Texte proposé
Saison 1 Episode 2 de la série « Delevoye et les fonctionnaires »… après l’assiette, les taux, le mode de calcul, et l’âge … il y a aussi les services actifs, les droits conjugaux et familiaux qui changent !

La fin programmée des services actifs
Le rapport préconise la suppression de la plupart des services actifs. En contrepartie il y aurait extension de la pénibilité. Le compte professionnel de prévention (C2P) serait généralisé afin d’appliquer les mêmes droits pour un même métier quel que soit le secteur, public ou privé. Une concertation doit s’ouvrir pour aménager le C2P.
L’extinction des départs anticipés des régimes spéciaux et de la fonction publique serait très progressive.
· ils seraient maintenus pour ceux qui auront 17 ou 27 ans de durée de service en catégorie active avant le 31/12/2024
· Pour les autres, l’âge d’ouverture des droits serait augmenté de 4 mois tous les ans : pour les départs aujourd’hui possibles à 57 ans, ils seraient repoussés jusqu’à 62 ans pour la génération 1982.
Pour les départs possibles aujourd’hui à 52 ans, le relèvement progressif de l’âge débutera pour la génération 1973 et sera à 62 ans pour la génération 2002.
Des départs anticipés pour les fonctions dangereuses exercées dans le cadre de missions régaliennes seraient maintenus. Il s’agit notamment des missions de maintien de l’ordre et de sécurité publique. (Policiers, surveillants de l’administration pénitentiaire à 52 ans, des sapeurs-pompiers, douaniers, policiers municipaux à 57 ans). Cela représente environ 20 % des effectifs actuels de catégorie active.

Données fournies
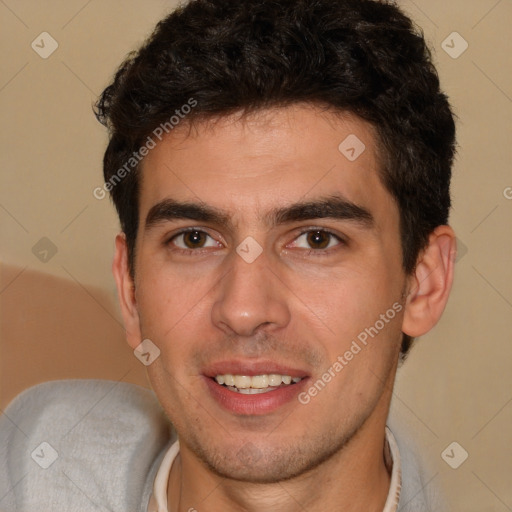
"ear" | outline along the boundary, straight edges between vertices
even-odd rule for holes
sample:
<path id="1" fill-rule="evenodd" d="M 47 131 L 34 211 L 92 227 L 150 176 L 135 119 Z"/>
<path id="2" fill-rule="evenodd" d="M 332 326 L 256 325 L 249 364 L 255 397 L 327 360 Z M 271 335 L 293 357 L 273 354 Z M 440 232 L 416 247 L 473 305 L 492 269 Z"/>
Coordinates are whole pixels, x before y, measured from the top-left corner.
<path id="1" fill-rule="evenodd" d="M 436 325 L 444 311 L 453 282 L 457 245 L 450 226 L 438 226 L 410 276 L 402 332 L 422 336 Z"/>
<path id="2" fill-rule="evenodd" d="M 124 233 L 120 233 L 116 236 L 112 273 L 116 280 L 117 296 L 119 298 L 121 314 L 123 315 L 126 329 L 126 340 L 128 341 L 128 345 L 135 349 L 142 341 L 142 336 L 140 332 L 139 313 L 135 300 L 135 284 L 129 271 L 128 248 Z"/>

Consignes
**a)** Extrayez du texte sur les services actifs le passage qui commence par « Saison 1 Episode » et va jusqu'à « qui changent ! ».
**b)** Répondez à ces questions sur le texte sur les services actifs :
(i) Quel dispositif serait généralisé en contrepartie de la suppression de la plupart des services actifs ?
(ii) Pour quelle génération les départs aujourd'hui possibles à 52 ans seraient-ils portés à 62 ans ?
(iii) Quelle part des effectifs actuels de catégorie active les départs anticipés maintenus représentent-ils ?
**c)** Donnez la suite du texte sur les services actifs à partir de sa dernière phrase.

Réponses attendues
**a)**
Saison 1 Episode 2 de la série « Delevoye et les fonctionnaires »… après l’assiette, les taux, le mode de calcul, et l’âge … il y a aussi les services actifs, les droits conjugaux et familiaux qui changent !

**b)**
(i) Le compte professionnel de prévention (C2P).
(ii) La génération 2002.
(iii) Environ 20 %.

**c)**
- La mise à la retraite pour invalidité, autre spécificité du régime des fonctionnaires, sera remplacée par un nouveau dispositif d’invalidité permettant l’acquisition de droits à retraite comme dans le secteur privé.
- Les droits conjugaux et familiaux : on harmonise et on modernise !
Là, ça change pour tout le monde. Mais le pas à franchir est plus grand pour les fonctionnaires que pour les salariés du privé.
Les droits familiaux
Les majorations de durée d’assurance ne devraient donc plus exister dans leur forme actuelle. En revanche, des points seraient attribués pour les congés maternité et certaines périodes d’interruption d’activité.
Les majorations de pensions pour les parents de trois enfants et plus seraient remplacées par une majoration de 5% par enfant dès le premier enfant, attribuée à un des parents ou partagée au choix du couple. A défaut de choix aux 4 ans de l’enfant ou lors de l’adoption, la majoration serait attribuée à la mère.
Aujourd’hui dans la fonction publique, chaque parent de 3 enfants bénéficie de 10% de majoration de pension et de 5% supplémentaire pour les enfants suivants.
Ainsi dans une famille de 4 enfants, chacun des parents a aujourd’hui 15 % de majoration de pension.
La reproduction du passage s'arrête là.